In the old days, leadership was really about management - treating people like robots to get the most out of them. But that doesn't work any more. Author and consultant Kate Fuelling says leadership today is far more human focused, treating people as people and not machines. We spoke about the changing nature of leadership and looked at what skills you need to develop to become a great leader.
"Leaders these days are like parents," Fuelling said. "As parents, we want the best for our children. We want them to be the best they can be. We want them to better than we were. We want them to succeed. That's what I see as a good leader".
Fuelling says one of the key attributes of today's best leaders is bravery.
"One of the key things is being brave for yourself and for the people you are leading".
Being prepared to try and fail, to give others the leeway to do things you don't agree with to see what happens and standing up to the status quo and not accepting "that's the way it's always been done" as a reason for doing things are all ways you can practically exhibit bravery and show leadership even if your position on the org chart doesn't automatically label you as a leader. Even politely disagreeing at a meeting is a way to be a leader.
"It's about being brave with the big stuff and the small stuff," she added.

Data excerpts:
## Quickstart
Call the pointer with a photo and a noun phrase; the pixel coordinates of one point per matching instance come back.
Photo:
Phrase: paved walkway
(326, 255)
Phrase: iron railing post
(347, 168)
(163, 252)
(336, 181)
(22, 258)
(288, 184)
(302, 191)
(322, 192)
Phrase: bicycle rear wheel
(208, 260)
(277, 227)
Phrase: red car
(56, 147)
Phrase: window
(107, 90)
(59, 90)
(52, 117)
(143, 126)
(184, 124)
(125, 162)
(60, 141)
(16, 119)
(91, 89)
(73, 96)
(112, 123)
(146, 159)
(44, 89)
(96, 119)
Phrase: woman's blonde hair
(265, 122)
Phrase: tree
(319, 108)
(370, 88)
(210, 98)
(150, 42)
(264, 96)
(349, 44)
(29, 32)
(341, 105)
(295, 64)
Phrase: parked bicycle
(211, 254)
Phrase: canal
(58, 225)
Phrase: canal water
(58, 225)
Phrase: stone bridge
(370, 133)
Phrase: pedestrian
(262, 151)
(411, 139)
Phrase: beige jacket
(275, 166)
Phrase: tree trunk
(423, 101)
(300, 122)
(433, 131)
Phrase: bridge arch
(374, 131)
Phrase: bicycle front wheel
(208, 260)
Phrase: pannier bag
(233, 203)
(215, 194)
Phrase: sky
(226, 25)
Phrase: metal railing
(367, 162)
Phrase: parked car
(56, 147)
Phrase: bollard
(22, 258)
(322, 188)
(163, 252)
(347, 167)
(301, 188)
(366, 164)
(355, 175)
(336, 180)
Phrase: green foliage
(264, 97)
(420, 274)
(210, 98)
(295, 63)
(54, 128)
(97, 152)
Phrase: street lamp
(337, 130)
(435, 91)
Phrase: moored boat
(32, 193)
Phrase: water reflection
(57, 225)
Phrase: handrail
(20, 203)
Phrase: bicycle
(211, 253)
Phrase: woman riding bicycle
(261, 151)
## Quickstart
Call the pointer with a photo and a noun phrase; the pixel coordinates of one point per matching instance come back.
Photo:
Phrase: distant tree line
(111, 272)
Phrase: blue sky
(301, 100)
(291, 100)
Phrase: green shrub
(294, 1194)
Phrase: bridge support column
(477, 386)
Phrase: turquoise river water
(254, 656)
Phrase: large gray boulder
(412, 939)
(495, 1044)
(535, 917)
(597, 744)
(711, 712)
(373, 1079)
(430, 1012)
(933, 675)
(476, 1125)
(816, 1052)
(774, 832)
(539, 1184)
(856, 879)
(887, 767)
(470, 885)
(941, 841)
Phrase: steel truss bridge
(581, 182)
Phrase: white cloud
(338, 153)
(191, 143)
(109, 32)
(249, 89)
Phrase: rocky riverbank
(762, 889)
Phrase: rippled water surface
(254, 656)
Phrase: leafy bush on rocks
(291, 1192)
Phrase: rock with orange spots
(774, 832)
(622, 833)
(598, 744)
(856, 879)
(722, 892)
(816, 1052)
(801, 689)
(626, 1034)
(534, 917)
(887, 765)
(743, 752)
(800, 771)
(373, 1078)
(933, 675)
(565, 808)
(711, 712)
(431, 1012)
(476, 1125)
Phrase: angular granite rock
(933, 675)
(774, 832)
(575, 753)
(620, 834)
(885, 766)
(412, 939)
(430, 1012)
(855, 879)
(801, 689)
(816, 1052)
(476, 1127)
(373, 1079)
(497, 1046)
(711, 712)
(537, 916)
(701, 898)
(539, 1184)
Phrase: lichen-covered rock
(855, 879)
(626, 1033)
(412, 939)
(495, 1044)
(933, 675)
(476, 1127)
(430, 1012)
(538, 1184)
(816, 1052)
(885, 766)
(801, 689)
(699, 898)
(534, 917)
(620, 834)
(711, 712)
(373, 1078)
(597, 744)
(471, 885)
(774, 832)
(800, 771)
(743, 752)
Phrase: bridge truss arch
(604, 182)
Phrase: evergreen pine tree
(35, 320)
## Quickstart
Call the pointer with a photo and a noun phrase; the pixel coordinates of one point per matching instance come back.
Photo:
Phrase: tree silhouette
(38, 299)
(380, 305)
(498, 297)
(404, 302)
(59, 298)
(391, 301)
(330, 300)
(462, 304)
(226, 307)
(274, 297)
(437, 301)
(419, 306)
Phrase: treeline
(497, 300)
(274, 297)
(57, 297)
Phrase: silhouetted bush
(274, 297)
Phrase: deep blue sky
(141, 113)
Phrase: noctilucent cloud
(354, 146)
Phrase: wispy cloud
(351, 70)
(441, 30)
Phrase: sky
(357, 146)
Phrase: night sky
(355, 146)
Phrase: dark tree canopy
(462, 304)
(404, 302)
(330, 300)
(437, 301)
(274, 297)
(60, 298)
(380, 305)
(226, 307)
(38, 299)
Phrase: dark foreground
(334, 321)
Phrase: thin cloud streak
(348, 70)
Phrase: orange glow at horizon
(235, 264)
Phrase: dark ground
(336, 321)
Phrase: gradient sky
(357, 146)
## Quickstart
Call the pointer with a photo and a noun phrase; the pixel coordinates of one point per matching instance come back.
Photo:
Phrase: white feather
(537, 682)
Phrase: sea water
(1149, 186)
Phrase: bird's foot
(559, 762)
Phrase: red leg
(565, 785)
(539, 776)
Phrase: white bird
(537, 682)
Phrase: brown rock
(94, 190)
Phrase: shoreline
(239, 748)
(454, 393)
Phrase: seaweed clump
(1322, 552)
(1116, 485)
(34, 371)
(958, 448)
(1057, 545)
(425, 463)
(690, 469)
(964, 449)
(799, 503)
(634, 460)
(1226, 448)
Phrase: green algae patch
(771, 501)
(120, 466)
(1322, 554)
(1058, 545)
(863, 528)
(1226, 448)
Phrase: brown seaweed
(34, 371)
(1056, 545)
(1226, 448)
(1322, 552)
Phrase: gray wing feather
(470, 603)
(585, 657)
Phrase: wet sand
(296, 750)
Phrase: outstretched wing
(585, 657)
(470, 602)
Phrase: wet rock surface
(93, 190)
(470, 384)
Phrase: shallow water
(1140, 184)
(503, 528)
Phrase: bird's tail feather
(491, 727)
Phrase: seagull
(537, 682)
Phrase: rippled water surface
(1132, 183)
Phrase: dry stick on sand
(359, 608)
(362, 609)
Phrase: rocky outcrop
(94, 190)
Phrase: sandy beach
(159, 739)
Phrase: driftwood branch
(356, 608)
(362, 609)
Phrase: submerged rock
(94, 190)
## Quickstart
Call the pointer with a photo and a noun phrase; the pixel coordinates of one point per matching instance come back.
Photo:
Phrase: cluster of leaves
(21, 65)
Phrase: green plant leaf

Task:
Continue the leadership article from its last sentence onward.

Written answer:
Sometimes, that bravery can be exhibited in creative ways. For example, Fuelling said that Shayne Elliot, the CEO of the ANZ Bank, puts himself in the spotlight in order to engage with customers and staff in quite overt ways through zany videos. And while there are some who think his behaviour is ill-conceived given the recent Royal Commission into banking he is confronting the image of the bank as a conservative bastion.
Sometimes, that bravery can be exhibited by simply changing how something is done. One business unit director Fuelling has worked with allowed a staff member, who had moved house, to work from home twice a week to ease the challenges of a long commute rather than lose them from his team. That was perceived negatively by many as the company had never embraced teleworking before but he has stuck to his position in the face of criticism.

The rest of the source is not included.